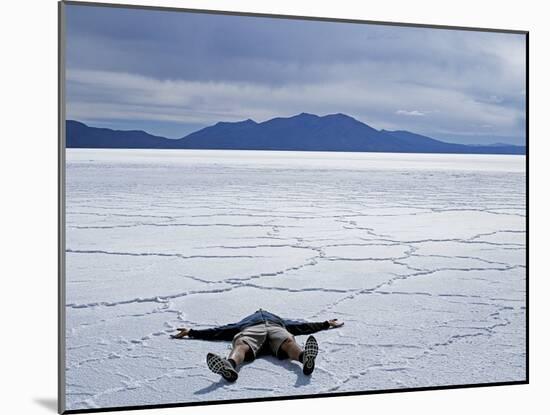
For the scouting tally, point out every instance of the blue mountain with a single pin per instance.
(303, 132)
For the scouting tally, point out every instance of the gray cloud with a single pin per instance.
(194, 69)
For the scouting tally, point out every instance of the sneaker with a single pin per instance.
(311, 349)
(221, 366)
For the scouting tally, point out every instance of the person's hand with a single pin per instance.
(182, 333)
(334, 323)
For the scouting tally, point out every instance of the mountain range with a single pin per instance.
(303, 132)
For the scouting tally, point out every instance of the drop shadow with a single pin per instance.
(48, 403)
(211, 388)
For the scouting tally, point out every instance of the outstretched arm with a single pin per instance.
(300, 328)
(216, 333)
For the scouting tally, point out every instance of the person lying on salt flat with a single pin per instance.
(261, 333)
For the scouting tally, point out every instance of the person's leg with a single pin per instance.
(292, 349)
(306, 356)
(239, 352)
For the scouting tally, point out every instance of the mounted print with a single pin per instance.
(257, 207)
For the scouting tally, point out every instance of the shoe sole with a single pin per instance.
(221, 366)
(311, 349)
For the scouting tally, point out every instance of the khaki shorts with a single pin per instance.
(262, 334)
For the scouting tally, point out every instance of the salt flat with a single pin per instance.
(423, 257)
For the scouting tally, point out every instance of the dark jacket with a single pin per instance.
(227, 331)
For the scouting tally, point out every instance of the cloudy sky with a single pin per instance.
(171, 73)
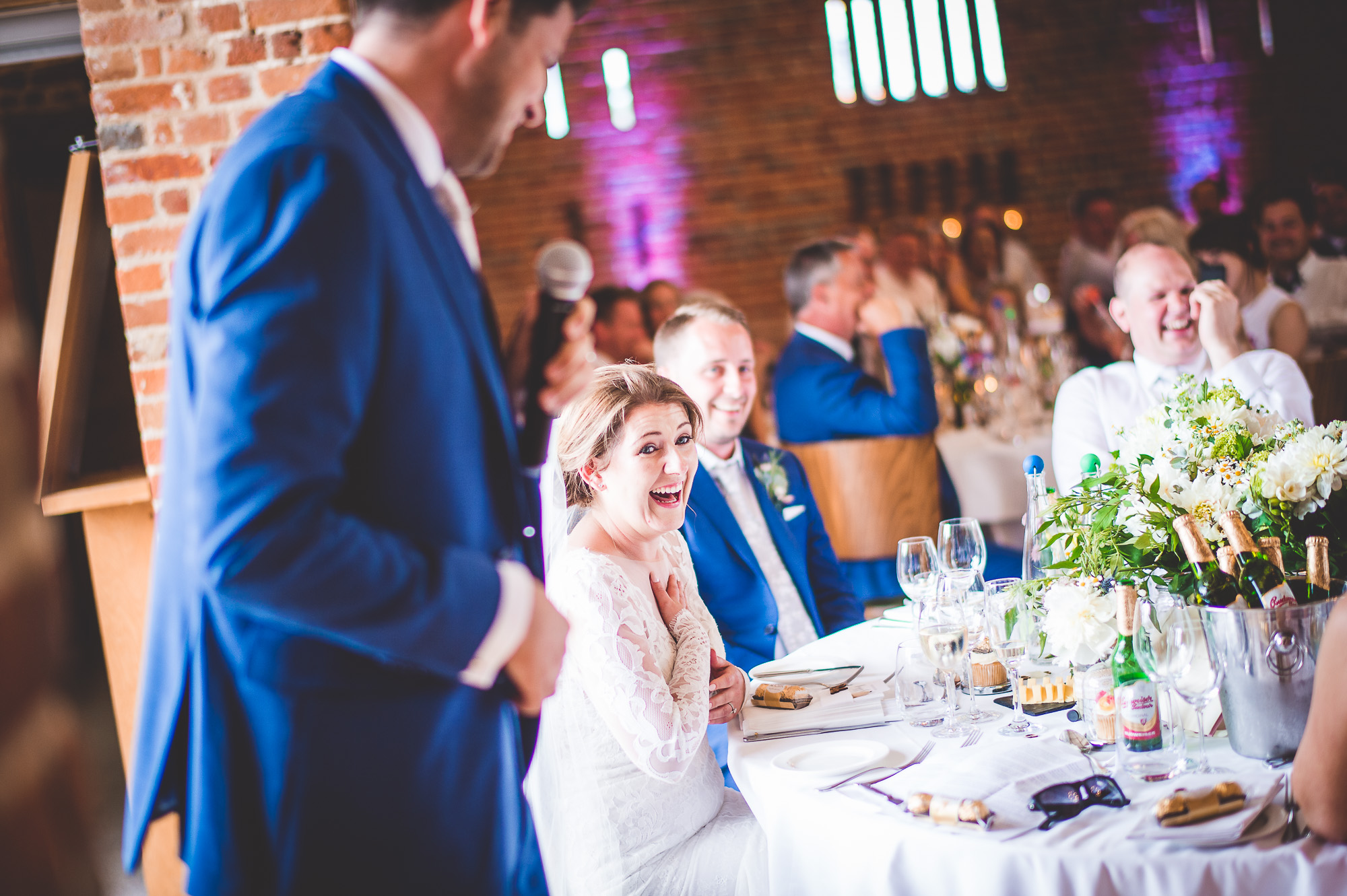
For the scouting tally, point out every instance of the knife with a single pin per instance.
(802, 732)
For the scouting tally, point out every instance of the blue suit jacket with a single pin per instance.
(731, 580)
(340, 478)
(822, 396)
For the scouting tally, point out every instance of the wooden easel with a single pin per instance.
(91, 462)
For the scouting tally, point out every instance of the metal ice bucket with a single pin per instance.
(1270, 657)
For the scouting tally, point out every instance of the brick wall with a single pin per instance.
(739, 152)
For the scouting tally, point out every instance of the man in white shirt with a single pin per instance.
(1178, 327)
(1319, 284)
(764, 563)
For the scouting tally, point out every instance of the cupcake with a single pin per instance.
(1105, 719)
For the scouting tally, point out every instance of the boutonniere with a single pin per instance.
(773, 475)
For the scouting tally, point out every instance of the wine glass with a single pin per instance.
(1011, 629)
(945, 640)
(961, 547)
(1198, 679)
(918, 568)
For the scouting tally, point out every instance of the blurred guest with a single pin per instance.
(620, 327)
(821, 392)
(1178, 327)
(659, 300)
(1330, 188)
(1284, 217)
(764, 564)
(1226, 249)
(1319, 780)
(1085, 277)
(1206, 197)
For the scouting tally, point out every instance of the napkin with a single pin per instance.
(845, 708)
(1260, 790)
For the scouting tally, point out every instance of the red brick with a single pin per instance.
(146, 97)
(174, 202)
(162, 167)
(223, 18)
(130, 209)
(135, 280)
(146, 241)
(327, 38)
(133, 27)
(285, 44)
(244, 51)
(286, 78)
(111, 66)
(209, 128)
(188, 59)
(265, 12)
(152, 62)
(228, 88)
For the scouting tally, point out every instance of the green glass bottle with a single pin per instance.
(1136, 697)
(1260, 580)
(1214, 587)
(1318, 579)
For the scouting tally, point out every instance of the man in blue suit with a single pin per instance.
(764, 563)
(346, 611)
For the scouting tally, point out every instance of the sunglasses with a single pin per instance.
(1069, 800)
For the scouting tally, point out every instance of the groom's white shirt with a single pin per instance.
(1096, 403)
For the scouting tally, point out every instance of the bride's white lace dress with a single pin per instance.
(626, 792)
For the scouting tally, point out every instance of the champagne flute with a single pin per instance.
(1011, 629)
(1200, 677)
(961, 547)
(918, 568)
(944, 635)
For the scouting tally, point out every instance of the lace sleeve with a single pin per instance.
(659, 724)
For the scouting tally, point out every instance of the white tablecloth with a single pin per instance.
(834, 844)
(988, 471)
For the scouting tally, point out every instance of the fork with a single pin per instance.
(922, 754)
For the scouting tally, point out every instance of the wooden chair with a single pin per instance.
(874, 493)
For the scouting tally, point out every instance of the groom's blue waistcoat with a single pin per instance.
(340, 479)
(732, 582)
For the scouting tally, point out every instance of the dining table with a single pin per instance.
(855, 841)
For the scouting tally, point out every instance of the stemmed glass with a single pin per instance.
(961, 548)
(918, 568)
(1011, 629)
(945, 640)
(1198, 679)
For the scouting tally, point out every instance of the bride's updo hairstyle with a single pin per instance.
(593, 423)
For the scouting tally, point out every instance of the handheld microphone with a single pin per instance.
(565, 272)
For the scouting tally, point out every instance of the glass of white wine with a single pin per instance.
(1011, 629)
(945, 641)
(918, 568)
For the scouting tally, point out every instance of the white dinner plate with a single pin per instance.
(813, 661)
(832, 759)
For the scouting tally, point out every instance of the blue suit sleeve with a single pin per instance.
(833, 596)
(286, 284)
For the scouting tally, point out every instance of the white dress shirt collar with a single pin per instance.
(828, 339)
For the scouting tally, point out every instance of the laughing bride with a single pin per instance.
(624, 788)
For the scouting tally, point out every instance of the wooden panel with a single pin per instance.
(874, 493)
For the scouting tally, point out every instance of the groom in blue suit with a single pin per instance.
(764, 563)
(346, 618)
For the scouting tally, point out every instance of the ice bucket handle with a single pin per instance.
(1286, 654)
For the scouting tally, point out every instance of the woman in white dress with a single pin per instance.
(626, 792)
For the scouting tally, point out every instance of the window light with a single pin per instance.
(868, 50)
(554, 104)
(898, 48)
(961, 44)
(989, 35)
(618, 77)
(840, 44)
(926, 16)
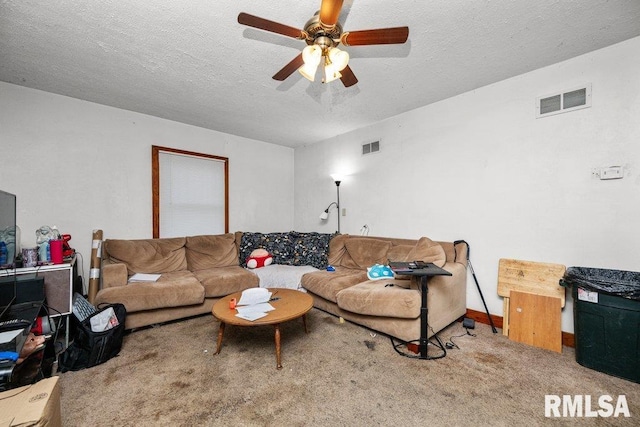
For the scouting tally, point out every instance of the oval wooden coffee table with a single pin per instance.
(289, 304)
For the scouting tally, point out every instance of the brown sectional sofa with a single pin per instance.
(198, 270)
(195, 272)
(392, 310)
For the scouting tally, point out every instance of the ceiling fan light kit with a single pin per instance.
(323, 33)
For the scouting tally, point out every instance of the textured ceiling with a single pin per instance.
(190, 61)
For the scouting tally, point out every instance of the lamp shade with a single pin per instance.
(331, 73)
(339, 58)
(311, 55)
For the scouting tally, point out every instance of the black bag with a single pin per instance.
(93, 348)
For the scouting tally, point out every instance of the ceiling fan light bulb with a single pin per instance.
(331, 73)
(311, 55)
(339, 58)
(308, 71)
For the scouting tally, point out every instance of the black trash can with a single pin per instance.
(606, 316)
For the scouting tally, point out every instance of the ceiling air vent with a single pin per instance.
(372, 147)
(571, 100)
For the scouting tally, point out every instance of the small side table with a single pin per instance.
(425, 273)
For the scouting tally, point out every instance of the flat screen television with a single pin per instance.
(9, 242)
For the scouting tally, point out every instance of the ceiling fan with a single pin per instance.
(323, 33)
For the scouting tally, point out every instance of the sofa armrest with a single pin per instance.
(461, 251)
(114, 275)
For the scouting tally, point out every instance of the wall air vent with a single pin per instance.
(371, 147)
(571, 100)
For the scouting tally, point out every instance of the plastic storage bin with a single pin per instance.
(606, 315)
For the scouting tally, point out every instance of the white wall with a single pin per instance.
(83, 166)
(482, 168)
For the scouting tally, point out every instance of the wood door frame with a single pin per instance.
(155, 182)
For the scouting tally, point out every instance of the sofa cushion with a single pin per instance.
(364, 252)
(290, 248)
(327, 284)
(279, 245)
(311, 249)
(221, 281)
(400, 253)
(375, 298)
(174, 289)
(148, 255)
(211, 251)
(337, 248)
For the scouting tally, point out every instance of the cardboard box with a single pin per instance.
(32, 405)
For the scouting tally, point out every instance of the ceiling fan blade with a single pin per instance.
(265, 24)
(395, 35)
(329, 12)
(289, 69)
(348, 78)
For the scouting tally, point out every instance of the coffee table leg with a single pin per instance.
(277, 333)
(220, 334)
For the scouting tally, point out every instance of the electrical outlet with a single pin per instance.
(612, 172)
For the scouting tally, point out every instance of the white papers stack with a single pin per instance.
(143, 277)
(254, 304)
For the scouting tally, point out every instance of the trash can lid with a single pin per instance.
(614, 282)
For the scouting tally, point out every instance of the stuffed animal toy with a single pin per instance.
(379, 272)
(259, 258)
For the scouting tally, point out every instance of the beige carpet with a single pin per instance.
(338, 375)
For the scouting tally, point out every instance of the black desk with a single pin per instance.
(424, 274)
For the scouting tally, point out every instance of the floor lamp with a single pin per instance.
(324, 215)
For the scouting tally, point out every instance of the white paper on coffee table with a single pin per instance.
(254, 296)
(251, 316)
(253, 312)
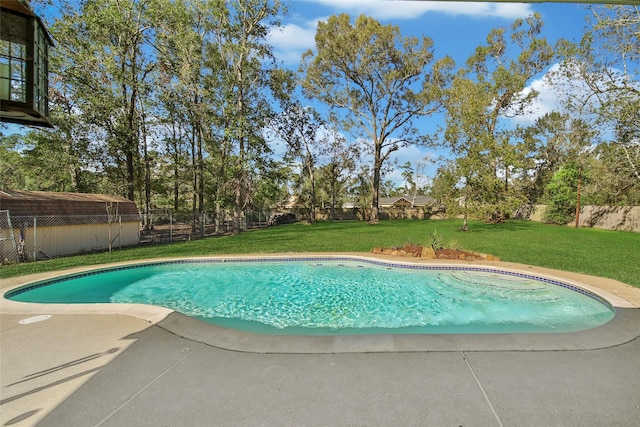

......

Rewrite the lines starting with the line containing "boutonniere with a single pin per instance." and going on through the line containing "(1206, 197)", replacing "blurred guest" with "background guest" and leaving everything else unchanged.

For the scouting tally, point out every instance of the boutonniere with a single pin per instance.
(773, 475)
For the scouting tally, point out every instance of the wine glass with a single pin per instance.
(1011, 629)
(945, 640)
(961, 547)
(1198, 679)
(918, 568)
For the scouting tally, point out every instance of the background guest with a single pin per instance.
(620, 327)
(821, 392)
(1178, 327)
(659, 300)
(1330, 188)
(1284, 217)
(764, 564)
(1226, 249)
(1319, 780)
(1085, 277)
(1206, 197)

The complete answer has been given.